> _The request_: List each line of the records below that contains the string "terracotta", reproducing every such line in full. Treat the match as case-sensitive.

> _Information shown_:

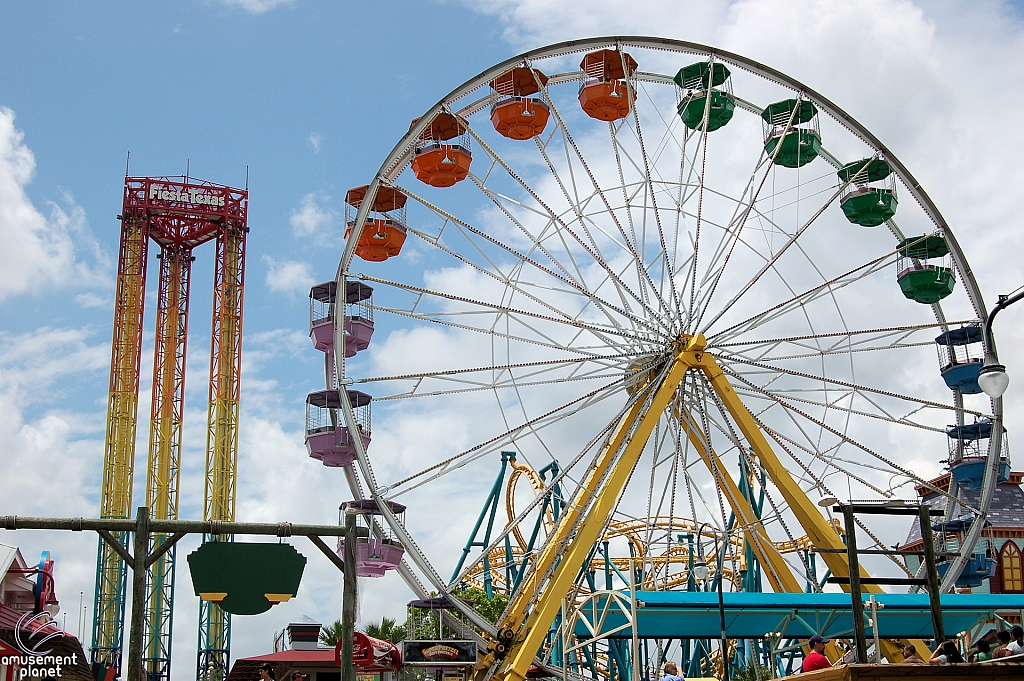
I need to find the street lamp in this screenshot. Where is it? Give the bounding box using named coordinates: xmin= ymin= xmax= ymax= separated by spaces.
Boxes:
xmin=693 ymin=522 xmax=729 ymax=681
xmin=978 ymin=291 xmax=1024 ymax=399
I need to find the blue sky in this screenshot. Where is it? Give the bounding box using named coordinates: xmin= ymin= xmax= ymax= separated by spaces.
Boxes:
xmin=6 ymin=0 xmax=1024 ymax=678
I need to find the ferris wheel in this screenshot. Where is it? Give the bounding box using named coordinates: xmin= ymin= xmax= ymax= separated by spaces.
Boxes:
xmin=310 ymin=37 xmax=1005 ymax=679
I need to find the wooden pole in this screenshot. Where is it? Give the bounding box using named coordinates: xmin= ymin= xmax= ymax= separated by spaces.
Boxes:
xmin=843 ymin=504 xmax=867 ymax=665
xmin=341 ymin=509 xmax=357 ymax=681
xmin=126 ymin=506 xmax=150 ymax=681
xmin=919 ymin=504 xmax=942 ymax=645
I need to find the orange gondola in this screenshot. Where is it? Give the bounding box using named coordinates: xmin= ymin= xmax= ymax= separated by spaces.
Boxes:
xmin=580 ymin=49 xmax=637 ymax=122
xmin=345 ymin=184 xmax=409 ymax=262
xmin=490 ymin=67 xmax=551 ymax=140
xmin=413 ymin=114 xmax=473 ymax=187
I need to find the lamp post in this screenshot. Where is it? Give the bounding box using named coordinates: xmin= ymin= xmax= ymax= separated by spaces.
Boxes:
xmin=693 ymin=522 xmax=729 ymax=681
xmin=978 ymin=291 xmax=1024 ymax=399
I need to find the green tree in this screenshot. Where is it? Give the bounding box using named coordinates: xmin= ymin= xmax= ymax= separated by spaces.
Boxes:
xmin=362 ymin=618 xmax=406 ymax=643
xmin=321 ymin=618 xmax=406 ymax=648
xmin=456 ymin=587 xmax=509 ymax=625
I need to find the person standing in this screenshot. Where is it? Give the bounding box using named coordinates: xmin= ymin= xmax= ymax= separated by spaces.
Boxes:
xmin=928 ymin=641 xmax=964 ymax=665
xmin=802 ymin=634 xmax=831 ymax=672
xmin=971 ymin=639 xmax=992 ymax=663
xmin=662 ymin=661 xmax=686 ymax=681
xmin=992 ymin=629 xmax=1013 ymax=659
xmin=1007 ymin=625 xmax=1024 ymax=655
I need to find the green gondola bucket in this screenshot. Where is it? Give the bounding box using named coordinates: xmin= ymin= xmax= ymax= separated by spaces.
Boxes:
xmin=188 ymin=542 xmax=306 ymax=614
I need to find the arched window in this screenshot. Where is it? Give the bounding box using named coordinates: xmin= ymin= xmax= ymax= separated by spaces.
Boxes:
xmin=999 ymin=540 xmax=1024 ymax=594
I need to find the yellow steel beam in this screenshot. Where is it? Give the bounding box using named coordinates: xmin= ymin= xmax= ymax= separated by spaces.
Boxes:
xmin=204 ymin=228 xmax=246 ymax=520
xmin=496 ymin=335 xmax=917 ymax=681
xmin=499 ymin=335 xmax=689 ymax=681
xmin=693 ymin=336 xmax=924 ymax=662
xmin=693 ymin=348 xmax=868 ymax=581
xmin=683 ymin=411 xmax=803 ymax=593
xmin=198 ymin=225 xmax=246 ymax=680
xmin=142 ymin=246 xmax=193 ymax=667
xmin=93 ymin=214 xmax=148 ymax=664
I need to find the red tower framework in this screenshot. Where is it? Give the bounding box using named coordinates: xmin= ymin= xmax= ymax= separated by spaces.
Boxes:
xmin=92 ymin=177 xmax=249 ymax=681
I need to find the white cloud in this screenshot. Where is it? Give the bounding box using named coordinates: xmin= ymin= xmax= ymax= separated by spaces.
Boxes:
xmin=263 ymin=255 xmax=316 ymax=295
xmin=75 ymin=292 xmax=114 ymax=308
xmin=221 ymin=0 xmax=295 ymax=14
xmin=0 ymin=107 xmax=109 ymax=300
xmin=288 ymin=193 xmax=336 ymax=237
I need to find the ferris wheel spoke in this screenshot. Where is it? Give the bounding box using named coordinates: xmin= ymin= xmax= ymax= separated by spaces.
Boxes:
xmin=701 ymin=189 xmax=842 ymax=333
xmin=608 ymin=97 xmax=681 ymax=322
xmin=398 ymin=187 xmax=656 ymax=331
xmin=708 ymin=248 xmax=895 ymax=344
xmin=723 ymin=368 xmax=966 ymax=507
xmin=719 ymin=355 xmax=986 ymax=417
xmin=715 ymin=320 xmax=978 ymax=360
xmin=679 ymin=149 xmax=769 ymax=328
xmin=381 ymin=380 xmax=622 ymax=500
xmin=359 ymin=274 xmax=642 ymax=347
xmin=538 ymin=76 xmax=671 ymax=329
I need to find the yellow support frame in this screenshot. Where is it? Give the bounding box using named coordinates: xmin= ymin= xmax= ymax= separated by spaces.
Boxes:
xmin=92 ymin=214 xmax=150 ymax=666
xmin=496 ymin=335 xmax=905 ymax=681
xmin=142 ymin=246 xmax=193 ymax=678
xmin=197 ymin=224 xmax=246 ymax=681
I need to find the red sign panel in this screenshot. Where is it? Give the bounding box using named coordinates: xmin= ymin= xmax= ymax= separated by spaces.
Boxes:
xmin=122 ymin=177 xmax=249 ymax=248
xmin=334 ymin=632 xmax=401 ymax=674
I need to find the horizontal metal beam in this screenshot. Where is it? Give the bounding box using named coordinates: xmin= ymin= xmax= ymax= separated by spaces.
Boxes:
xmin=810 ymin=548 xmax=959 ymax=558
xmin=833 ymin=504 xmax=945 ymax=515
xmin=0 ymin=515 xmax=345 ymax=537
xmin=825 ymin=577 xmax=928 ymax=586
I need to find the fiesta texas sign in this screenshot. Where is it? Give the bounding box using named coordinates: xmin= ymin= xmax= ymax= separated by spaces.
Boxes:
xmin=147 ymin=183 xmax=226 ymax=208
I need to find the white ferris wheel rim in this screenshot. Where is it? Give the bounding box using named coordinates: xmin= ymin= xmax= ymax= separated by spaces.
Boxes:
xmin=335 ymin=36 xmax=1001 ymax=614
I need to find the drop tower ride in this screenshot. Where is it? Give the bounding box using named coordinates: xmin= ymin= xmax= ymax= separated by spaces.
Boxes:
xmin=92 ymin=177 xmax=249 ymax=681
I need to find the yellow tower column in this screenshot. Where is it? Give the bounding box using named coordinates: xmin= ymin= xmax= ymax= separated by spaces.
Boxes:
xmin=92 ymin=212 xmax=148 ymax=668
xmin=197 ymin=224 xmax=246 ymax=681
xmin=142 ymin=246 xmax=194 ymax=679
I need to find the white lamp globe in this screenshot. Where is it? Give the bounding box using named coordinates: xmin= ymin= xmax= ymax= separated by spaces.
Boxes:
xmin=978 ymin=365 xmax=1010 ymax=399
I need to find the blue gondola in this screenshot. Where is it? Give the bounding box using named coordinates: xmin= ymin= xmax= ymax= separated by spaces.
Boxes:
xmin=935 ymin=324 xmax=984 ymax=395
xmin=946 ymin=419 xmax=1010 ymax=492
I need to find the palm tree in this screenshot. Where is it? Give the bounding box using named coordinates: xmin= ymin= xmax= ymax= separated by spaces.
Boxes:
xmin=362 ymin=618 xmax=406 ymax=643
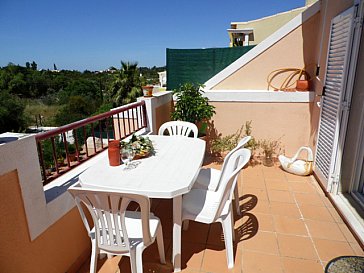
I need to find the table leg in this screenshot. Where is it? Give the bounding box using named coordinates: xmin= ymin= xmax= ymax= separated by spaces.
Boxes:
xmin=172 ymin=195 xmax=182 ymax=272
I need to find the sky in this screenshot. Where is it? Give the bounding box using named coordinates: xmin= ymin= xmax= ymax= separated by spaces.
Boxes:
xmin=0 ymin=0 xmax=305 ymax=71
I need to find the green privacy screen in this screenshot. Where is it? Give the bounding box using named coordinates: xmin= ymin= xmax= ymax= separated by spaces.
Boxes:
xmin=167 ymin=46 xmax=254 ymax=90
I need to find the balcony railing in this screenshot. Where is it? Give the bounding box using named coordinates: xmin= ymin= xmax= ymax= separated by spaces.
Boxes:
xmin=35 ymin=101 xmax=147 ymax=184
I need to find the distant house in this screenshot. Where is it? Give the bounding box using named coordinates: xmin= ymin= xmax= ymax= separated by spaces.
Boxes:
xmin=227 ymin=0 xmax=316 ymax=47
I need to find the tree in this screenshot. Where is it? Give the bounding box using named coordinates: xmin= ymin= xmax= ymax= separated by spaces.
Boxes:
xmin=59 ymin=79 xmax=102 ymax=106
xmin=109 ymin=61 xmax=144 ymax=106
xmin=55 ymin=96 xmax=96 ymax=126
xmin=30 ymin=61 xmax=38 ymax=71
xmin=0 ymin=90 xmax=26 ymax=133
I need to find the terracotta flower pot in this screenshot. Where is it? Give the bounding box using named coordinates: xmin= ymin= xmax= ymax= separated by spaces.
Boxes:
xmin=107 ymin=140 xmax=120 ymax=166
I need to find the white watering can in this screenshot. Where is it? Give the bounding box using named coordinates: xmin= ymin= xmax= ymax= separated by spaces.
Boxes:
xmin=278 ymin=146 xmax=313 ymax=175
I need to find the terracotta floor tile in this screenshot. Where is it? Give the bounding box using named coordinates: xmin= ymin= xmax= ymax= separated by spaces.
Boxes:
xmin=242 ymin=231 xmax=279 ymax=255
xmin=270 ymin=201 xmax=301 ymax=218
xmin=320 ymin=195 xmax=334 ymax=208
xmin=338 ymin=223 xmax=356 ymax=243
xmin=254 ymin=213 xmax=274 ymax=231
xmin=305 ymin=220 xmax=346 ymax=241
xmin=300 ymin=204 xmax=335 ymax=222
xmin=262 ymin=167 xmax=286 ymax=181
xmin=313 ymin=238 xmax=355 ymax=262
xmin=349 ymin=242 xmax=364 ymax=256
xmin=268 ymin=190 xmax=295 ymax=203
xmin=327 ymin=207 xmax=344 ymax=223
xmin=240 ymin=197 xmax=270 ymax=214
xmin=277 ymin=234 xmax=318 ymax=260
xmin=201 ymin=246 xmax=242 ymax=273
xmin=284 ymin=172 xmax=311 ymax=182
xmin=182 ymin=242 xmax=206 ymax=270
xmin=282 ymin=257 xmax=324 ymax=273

> _Response_:
I need to find the terracotta flower pot in this screenshot. Where is it? Give the bounding box using named coordinates: xmin= ymin= xmax= ymax= separated by spaces.
I need to find the terracotta floor tile in this screenshot. Where is it? Give the bounding box using named coordinates: xmin= ymin= xmax= ymax= separated by spaces.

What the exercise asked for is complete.